Aim of the task: Each entry below should be output exactly, apart from its images.

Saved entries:
--- START ---

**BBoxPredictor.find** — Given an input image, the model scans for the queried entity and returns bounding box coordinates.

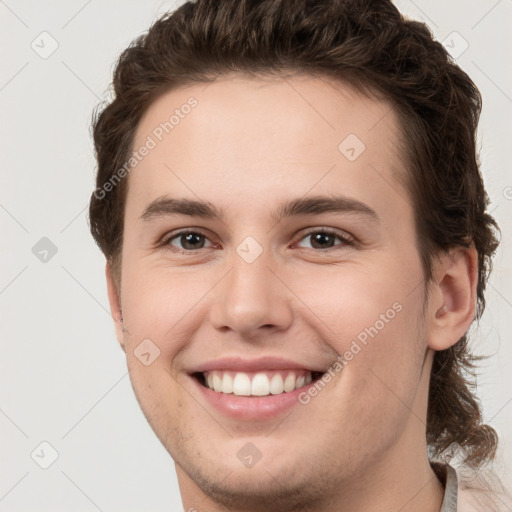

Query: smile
[189,356,334,420]
[198,370,323,396]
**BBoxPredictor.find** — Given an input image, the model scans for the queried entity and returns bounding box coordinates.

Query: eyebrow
[140,195,379,224]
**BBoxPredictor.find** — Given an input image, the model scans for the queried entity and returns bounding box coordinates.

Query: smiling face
[107,74,444,510]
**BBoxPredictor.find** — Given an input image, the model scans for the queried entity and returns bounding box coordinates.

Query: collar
[440,463,459,512]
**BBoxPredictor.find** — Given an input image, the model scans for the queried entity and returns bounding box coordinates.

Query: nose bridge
[209,238,293,336]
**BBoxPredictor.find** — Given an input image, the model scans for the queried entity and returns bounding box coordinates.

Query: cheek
[293,258,426,410]
[120,263,198,349]
[290,256,416,346]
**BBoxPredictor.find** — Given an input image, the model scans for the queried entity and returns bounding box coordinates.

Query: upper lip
[190,356,326,374]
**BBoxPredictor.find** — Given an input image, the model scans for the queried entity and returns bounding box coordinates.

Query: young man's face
[109,75,441,509]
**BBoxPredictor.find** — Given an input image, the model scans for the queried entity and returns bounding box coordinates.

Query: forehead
[127,74,410,224]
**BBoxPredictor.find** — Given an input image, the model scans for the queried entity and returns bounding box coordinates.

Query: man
[89,0,510,510]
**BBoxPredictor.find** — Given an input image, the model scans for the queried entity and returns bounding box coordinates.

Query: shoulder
[453,463,512,512]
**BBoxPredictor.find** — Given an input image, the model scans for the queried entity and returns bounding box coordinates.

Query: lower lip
[192,375,314,420]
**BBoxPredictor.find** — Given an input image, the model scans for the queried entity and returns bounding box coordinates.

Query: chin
[177,456,331,512]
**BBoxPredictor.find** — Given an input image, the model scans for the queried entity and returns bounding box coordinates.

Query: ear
[105,261,126,352]
[426,244,478,351]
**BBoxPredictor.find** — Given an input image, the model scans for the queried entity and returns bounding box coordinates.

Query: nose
[208,249,294,340]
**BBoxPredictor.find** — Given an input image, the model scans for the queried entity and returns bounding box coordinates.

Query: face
[112,74,434,510]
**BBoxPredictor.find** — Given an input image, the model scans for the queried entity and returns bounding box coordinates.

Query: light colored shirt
[438,462,512,512]
[440,464,458,512]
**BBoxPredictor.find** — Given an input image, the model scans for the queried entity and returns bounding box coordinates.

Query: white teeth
[213,373,223,392]
[251,373,270,396]
[233,373,252,396]
[222,373,233,394]
[269,374,284,394]
[283,374,296,392]
[204,370,314,396]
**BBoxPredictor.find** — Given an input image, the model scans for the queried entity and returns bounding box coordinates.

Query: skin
[105,74,478,511]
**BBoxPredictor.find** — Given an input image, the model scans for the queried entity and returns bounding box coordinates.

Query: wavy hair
[89,0,500,469]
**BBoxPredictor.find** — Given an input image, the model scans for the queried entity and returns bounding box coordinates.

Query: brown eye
[165,231,213,252]
[296,229,353,250]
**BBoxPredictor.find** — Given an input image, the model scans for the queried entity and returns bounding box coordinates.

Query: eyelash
[160,228,355,254]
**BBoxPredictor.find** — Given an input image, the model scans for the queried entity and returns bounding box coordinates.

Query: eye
[163,230,214,252]
[295,229,353,250]
[160,227,354,254]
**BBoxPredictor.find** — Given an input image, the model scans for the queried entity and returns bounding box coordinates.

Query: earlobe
[105,261,126,353]
[427,245,478,351]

--- END ---

Reply to the task:
**BBoxPredictor.find** — Given an input image, the model scans for the queried entity and returns bounding box coordinates.


Query: smile
[189,356,334,420]
[198,370,323,396]
**BBoxPredictor.find** — Given an input image, the model scans for the queried entity and returns bounding box coordinates.

Query: eyebrow
[140,195,379,224]
**BBoxPredictor.find** — Given an input image, the model scans for the queried entity and returns bounding box coordinates.

Query: smiling face
[107,74,444,510]
**BBoxPredictor.find** — Given an input image, the model scans for the queried entity and returns bounding box coordinates.

Query: collar
[440,463,459,512]
**BBoxPredictor.find** — Given an input image, the model scans for the queried entity and returns bounding box coordinates.

Query: nose bridge
[209,238,293,336]
**BBoxPredictor.find** — Given an input image, the model scans for the queried entity and returns bounding box coordinates.

Query: cheek
[293,258,426,410]
[120,263,198,349]
[290,256,416,346]
**BBoxPredictor.find** — Given an input image, the model scans for the queried entity and returns bounding box coordinates.

Query: upper lip
[190,356,326,374]
**BBoxPredictor.find** — Given an input image, the model scans for the queried entity and returns bounding box coordinates.

Query: young man's face
[109,75,441,509]
**BBoxPredictor.find** — Given an input image, the model scans for the queried entity and returns bounding box coordinates.

Query: forehead
[127,74,410,224]
**BBoxPredictor.find** — Given an input image, the model scans for the queried entity and returns bounding box coordinates.

Query: man
[89,0,510,510]
**BBoxPredictor.find** — Given an input image, the model scans for the queried entity and returns bounding box coordinates.

Query: shoulder
[453,463,512,512]
**BBoxPredictor.find** — Given an input image, the model scans for the queried entity and returns bounding box coordinates.

Query: lower lip
[192,375,314,420]
**BBoxPredictor.find** — Given an input image, the model scans for the queried entity and returns bounding box coordinates.

Query: chin
[177,456,331,512]
**BBoxPredictor.find** — Given an input image, the model scans for the queried entity and returns bounding box coordinates.

Query: ear
[105,261,126,352]
[426,244,478,351]
**BBoxPredictor.find** — Given an input image, the model scans for the queried entity and returns bounding box coordinates.

Query: nose
[208,249,294,340]
**BBoxPredictor.find** — Given an input image, the model scans for the queried entity and returns bounding box coordinates.

Query: face
[112,74,434,510]
**BBoxPredictor.find** — Given an input image, the model scans for the queried entity and returns bounding box coordinates.

Query: light colored shirt
[438,462,512,512]
[440,464,458,512]
**BBoxPredictor.find** — Given an input image, the model scans for the queried entity and returns bounding box coordinates.

Query: white teeth
[213,373,223,392]
[251,373,270,396]
[233,373,252,396]
[222,373,233,394]
[269,374,284,394]
[283,374,296,392]
[204,370,314,396]
**BBoxPredictor.find** — Given an input image, the model scans for the queried entity and returns bounding box coordinates.

Query: skin
[105,74,478,511]
**BBoxPredictor.find** — Given an input image, the model scans for the queried entity and returns bounding box coordinates.

Query: wavy hair
[89,0,500,469]
**BBoxPredictor.find** — Given an input image, the model scans for the queried entity and returns bounding box coordinates.

Query: brown eye
[165,231,213,252]
[296,229,353,250]
**BBoxPredictor.find** — Given an input image, the model scans for the queried entity and returns bounding box coordinates.

Query: eyelash
[160,228,355,254]
**BBoxPredictor.find** — Given an input image, the model scans for the queried entity and returns bounding box coordinates.

Query: eye
[163,230,214,252]
[295,229,353,250]
[160,227,354,254]
**BBoxPredictor.find** — Given an input image, the model scans for the queried entity and returns bounding box coordinates.

Query: earlobe
[105,261,126,353]
[427,245,478,351]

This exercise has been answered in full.